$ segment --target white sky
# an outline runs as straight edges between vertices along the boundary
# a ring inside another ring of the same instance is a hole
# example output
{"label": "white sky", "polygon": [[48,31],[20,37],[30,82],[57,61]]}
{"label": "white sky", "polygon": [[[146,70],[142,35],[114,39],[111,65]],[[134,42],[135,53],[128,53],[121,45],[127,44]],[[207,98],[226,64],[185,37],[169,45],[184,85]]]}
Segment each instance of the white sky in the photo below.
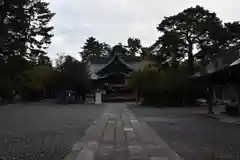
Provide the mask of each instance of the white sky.
{"label": "white sky", "polygon": [[140,38],[149,46],[159,37],[157,25],[191,6],[201,5],[224,22],[240,20],[240,0],[48,0],[55,27],[48,55],[65,52],[79,58],[85,40],[94,36],[111,45]]}

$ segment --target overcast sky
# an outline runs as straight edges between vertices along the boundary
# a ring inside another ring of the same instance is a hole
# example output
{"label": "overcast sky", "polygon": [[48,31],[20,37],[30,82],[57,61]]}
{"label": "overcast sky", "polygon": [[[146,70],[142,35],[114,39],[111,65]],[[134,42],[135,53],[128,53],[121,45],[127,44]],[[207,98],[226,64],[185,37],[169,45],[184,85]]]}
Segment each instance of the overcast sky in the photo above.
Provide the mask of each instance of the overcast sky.
{"label": "overcast sky", "polygon": [[240,20],[240,0],[48,0],[56,13],[49,56],[65,52],[78,57],[85,40],[94,36],[115,45],[128,37],[149,46],[157,39],[157,25],[190,6],[201,5],[223,21]]}

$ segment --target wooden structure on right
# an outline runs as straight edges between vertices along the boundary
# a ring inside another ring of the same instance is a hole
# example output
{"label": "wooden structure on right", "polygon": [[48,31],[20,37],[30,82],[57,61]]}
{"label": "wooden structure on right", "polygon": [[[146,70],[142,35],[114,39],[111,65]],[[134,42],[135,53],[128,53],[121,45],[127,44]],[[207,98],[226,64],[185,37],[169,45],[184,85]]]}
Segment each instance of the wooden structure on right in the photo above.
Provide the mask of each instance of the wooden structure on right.
{"label": "wooden structure on right", "polygon": [[240,44],[227,49],[193,75],[199,83],[208,83],[212,99],[233,106],[230,114],[240,114]]}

▶ _What the exercise asks_
Copy the records above line for line, without the pictures.

▶ _Task result_
$ segment --target white sky
# an outline runs as straight edges between vertices along the boundary
# a ring inside another ring of the same instance is a hole
# example output
{"label": "white sky", "polygon": [[48,31],[20,37],[30,82],[57,61]]}
{"label": "white sky", "polygon": [[[146,70],[142,35],[114,39],[111,65]],[[134,42],[135,53],[128,53],[121,45],[127,44]],[[207,98],[226,64],[185,37],[169,45],[184,85]]]}
Segment each instance of the white sky in the photo below.
Provide the mask of each instance of the white sky.
{"label": "white sky", "polygon": [[140,38],[149,46],[159,37],[157,25],[191,6],[201,5],[224,22],[240,20],[240,0],[48,0],[55,27],[48,55],[65,52],[79,58],[85,40],[94,36],[111,45]]}

$ segment --target overcast sky
# an outline runs as straight edges between vertices along the boundary
# a ring inside another ring of the same instance is a hole
# example output
{"label": "overcast sky", "polygon": [[48,31],[20,37],[30,82],[57,61]]}
{"label": "overcast sky", "polygon": [[[146,70],[142,35],[114,39],[111,65]],[[134,42],[135,53],[128,53],[121,45],[127,44]],[[207,98],[226,64],[185,37],[169,45],[184,85]]]}
Segment each instance of the overcast sky in the photo above.
Provide the mask of each instance of the overcast sky.
{"label": "overcast sky", "polygon": [[240,20],[240,0],[48,0],[56,13],[49,56],[65,52],[78,57],[85,40],[94,36],[115,45],[128,37],[149,46],[157,39],[157,25],[190,6],[201,5],[223,21]]}

$ segment --target wooden structure on right
# an outline runs as straight edges between vertices along the boundary
# a ring inside another ring of the same instance is a hole
# example output
{"label": "wooden structure on right", "polygon": [[48,31],[20,37],[30,82],[57,61]]}
{"label": "wooden structure on right", "polygon": [[[146,70],[142,35],[114,39],[111,65]],[[134,42],[135,53],[128,53],[121,45],[127,44]],[[207,98],[226,64],[185,37],[169,45],[184,85]]]}
Segment each instance of the wooden structure on right in the photo above.
Provide the mask of each instance of the wooden structure on right.
{"label": "wooden structure on right", "polygon": [[240,44],[227,49],[193,75],[199,83],[208,83],[212,99],[233,106],[230,114],[240,114]]}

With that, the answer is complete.